**Brief**.
All lines holding the word "each" should be located in the records and copied.

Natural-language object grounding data

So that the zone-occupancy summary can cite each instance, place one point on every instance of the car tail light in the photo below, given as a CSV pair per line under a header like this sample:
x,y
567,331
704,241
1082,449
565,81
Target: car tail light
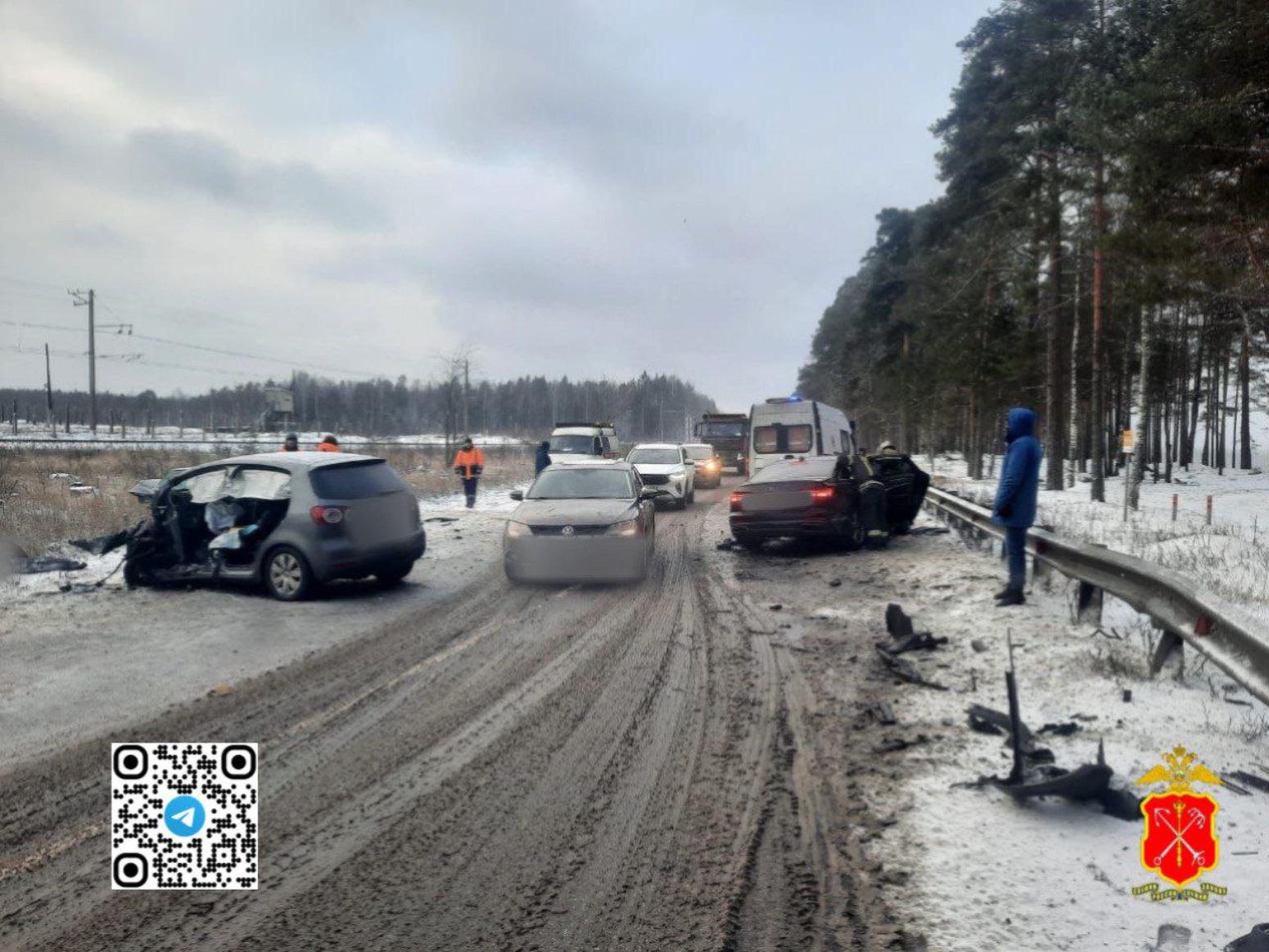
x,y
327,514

---

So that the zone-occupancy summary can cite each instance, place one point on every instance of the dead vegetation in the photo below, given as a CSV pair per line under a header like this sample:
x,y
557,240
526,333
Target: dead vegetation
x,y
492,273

* * *

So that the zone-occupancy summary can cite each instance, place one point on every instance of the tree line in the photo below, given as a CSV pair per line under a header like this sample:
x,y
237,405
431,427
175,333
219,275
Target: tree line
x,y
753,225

**The completed task**.
So that the zone-occupancy summary can cite each instance, place one point on every instance of the car tail light in the photo below, given as a CSV pair per line under a header like this sample:
So that the zone-occupancy summary can cite each instance, place one point on every instance of the dead vegetation in the photo below, given as a CSV pair per line under a header like this sample:
So that the zone-occupancy summary can cite each instance, place one point on every instance of the tree line in the photo below, given as a CSV pair per line under a header like this sample:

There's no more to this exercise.